TASK INSTRUCTIONS: How many lines in the records below contain the string "post"? Reply with the number alone.

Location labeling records
## start

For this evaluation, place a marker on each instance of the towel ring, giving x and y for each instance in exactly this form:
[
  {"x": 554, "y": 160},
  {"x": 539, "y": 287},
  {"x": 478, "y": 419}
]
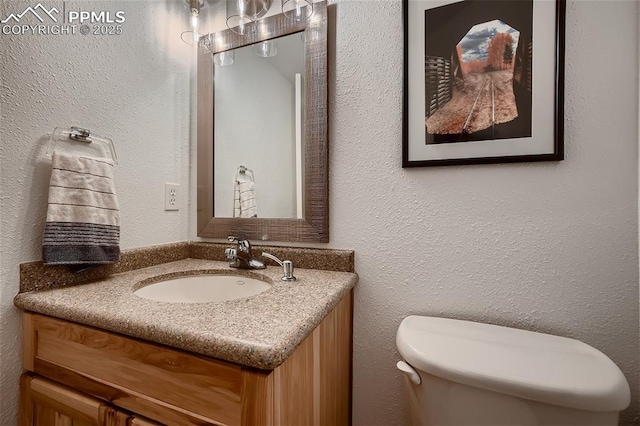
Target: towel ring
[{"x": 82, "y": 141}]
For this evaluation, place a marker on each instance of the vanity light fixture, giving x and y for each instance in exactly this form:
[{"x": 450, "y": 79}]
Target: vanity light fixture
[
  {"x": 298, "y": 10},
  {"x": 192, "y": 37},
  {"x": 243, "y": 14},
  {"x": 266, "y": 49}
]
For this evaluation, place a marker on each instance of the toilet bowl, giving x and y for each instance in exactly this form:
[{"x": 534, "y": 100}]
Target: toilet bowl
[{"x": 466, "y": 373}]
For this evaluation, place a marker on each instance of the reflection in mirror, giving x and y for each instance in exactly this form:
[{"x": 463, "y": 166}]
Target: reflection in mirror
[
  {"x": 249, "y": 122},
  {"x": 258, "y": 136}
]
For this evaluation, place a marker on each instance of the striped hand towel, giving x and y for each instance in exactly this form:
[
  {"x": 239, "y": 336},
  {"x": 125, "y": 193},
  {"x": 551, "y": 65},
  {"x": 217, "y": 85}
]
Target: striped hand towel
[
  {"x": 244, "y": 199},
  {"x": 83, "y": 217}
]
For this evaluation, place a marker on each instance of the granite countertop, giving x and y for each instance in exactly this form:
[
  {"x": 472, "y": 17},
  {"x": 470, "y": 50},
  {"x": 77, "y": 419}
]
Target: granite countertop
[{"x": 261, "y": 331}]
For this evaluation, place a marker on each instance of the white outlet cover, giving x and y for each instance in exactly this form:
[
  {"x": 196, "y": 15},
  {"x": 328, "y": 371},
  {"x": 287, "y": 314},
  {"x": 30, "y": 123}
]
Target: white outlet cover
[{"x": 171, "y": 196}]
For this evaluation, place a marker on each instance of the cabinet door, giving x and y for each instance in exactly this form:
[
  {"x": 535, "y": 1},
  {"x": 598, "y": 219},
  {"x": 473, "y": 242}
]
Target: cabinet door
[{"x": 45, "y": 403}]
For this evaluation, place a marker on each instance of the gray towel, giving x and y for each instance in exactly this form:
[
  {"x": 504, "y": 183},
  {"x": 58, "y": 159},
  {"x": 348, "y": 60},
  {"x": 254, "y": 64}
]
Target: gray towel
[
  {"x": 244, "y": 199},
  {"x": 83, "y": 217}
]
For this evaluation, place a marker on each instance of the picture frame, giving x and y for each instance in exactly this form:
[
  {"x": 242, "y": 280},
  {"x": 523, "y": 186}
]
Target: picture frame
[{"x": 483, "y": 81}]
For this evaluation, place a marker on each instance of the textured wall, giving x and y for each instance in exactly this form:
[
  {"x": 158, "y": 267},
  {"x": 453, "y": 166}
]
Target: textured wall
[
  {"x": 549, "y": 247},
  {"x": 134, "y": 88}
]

## end
## start

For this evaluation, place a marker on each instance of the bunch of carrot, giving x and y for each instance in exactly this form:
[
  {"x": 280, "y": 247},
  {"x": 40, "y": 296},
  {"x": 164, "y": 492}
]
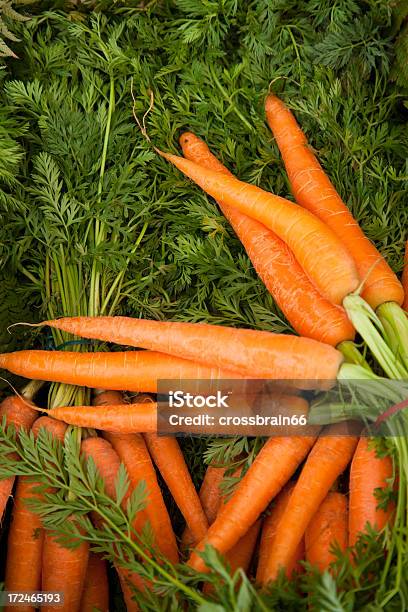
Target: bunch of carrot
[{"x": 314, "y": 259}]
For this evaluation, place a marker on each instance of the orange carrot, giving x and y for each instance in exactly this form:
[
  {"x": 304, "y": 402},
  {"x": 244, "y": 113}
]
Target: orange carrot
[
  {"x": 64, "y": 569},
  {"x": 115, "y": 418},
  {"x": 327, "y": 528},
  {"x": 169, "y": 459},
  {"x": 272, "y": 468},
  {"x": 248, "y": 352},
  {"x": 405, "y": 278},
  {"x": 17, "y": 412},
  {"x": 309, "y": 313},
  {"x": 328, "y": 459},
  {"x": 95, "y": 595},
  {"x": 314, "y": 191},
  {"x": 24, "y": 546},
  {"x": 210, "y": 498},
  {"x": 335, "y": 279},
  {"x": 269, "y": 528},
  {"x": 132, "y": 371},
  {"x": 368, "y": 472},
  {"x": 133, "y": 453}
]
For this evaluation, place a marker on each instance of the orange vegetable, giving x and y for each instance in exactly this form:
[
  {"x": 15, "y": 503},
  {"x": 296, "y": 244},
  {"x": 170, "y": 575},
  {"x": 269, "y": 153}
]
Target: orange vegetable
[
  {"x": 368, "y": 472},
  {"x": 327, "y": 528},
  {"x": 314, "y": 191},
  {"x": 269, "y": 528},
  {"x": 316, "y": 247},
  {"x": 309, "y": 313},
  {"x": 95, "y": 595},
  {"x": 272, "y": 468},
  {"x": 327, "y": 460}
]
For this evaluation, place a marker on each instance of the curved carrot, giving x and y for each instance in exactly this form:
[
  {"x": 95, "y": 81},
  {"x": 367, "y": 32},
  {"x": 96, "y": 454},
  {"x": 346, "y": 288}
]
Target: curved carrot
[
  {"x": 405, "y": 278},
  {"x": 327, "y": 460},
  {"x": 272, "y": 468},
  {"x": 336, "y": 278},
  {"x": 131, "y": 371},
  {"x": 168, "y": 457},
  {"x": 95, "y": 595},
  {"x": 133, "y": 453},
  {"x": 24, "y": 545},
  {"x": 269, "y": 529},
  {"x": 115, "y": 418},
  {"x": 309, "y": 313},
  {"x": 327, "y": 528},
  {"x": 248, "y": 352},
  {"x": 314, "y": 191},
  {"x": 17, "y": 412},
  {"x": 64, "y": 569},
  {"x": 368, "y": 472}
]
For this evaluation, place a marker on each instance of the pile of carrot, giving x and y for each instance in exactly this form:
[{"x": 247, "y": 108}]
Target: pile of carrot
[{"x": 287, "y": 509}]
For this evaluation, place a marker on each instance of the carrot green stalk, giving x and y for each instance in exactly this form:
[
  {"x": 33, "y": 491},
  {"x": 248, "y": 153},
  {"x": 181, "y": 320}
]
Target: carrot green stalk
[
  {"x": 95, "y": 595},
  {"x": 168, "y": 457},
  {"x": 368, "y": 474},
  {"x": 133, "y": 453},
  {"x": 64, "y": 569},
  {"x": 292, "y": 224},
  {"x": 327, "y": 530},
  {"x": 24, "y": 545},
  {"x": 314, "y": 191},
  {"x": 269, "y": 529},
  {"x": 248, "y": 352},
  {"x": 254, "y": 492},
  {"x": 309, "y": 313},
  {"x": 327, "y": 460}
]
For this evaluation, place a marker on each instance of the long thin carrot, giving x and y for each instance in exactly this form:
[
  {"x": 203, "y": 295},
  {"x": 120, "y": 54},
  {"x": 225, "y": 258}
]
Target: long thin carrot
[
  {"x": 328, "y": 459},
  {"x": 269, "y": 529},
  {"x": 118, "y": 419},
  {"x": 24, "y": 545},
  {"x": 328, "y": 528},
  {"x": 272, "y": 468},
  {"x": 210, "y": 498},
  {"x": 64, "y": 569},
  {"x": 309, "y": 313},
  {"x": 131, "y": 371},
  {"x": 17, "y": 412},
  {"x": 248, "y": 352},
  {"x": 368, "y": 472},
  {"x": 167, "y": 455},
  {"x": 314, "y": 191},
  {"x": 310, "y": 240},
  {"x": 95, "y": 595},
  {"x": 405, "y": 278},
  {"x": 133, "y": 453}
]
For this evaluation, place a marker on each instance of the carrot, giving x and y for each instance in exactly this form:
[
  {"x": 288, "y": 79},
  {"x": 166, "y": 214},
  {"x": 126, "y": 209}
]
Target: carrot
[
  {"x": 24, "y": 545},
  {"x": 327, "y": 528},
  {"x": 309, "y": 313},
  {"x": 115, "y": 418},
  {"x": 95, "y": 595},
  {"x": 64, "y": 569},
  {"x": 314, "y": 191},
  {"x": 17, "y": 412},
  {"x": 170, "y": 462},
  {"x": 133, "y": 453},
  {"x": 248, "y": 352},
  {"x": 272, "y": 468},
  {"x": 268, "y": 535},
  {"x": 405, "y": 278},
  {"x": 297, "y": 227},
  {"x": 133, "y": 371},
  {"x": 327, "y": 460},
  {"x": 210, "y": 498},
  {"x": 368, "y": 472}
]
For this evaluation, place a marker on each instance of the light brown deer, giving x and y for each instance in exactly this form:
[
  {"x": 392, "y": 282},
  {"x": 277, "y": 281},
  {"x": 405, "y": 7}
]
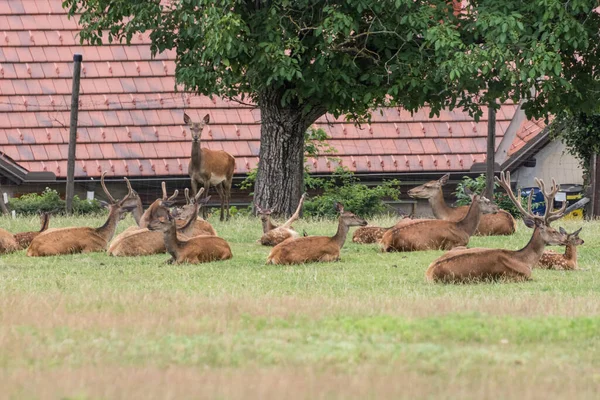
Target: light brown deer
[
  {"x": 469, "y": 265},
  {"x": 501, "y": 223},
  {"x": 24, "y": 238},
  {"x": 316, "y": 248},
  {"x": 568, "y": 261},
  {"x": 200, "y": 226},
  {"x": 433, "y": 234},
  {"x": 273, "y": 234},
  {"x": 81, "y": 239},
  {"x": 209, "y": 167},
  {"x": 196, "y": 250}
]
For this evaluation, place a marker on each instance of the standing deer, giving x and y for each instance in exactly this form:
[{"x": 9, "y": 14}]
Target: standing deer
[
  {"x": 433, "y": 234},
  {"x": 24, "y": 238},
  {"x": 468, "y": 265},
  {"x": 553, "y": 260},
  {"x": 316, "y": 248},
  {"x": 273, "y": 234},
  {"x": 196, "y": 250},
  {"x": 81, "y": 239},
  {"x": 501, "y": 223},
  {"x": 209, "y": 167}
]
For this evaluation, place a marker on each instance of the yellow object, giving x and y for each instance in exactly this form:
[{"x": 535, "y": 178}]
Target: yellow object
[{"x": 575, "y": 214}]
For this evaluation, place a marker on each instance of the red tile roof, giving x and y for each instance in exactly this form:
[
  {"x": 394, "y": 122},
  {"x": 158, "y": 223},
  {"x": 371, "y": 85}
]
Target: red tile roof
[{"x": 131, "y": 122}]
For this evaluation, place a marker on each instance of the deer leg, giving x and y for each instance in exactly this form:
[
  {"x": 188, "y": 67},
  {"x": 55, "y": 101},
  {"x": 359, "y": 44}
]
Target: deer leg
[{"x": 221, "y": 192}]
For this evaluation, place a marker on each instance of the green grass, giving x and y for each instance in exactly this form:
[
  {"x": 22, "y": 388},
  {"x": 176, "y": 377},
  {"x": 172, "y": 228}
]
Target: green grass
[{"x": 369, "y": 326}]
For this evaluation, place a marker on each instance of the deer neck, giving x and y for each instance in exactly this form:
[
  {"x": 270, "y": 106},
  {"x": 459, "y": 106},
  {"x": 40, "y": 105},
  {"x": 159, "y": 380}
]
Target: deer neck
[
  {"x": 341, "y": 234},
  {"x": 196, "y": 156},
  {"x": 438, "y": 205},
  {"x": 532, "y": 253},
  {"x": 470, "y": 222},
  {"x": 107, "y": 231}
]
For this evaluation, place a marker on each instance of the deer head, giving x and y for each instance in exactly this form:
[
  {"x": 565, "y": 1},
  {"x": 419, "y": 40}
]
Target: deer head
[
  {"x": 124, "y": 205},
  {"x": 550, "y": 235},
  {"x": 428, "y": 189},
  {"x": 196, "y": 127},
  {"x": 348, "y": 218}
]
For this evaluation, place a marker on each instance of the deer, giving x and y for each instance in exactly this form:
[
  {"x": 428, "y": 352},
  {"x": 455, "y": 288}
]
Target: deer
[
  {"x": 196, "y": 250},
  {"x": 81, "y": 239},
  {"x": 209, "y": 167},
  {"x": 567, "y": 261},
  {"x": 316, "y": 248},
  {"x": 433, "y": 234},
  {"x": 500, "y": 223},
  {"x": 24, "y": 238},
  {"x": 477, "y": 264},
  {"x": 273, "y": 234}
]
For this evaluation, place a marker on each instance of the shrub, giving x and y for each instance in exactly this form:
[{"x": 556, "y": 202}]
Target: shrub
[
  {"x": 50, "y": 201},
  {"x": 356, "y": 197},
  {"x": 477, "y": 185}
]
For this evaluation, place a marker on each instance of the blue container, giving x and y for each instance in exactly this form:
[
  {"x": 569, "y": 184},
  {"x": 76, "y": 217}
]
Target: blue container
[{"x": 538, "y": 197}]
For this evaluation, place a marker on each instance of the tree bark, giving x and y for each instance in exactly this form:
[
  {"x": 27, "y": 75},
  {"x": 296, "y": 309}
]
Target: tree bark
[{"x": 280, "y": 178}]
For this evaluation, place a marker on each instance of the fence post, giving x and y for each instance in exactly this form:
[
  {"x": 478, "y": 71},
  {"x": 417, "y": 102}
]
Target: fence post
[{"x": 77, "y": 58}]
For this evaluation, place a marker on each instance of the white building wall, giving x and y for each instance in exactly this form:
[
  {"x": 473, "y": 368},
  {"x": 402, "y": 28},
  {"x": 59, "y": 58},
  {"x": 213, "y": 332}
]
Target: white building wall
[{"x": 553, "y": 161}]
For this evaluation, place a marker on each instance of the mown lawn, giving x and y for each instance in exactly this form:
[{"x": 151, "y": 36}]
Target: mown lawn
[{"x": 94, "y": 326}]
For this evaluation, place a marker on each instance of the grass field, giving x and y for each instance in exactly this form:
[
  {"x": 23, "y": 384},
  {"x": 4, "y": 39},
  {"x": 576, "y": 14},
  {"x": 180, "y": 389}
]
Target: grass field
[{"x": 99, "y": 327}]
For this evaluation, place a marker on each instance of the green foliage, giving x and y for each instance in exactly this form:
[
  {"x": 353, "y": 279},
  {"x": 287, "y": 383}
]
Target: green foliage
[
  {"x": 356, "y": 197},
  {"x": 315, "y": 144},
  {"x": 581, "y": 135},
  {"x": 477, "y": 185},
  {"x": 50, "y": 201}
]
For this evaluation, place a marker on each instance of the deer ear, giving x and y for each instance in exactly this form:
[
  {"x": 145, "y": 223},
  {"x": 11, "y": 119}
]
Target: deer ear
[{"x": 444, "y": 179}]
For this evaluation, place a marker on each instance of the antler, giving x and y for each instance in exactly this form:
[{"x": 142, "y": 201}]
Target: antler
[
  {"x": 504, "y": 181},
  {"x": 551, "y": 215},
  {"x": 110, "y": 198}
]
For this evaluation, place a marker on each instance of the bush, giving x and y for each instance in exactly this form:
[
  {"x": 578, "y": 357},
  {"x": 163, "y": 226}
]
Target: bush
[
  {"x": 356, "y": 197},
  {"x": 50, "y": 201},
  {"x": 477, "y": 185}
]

## end

FULL RESPONSE: 2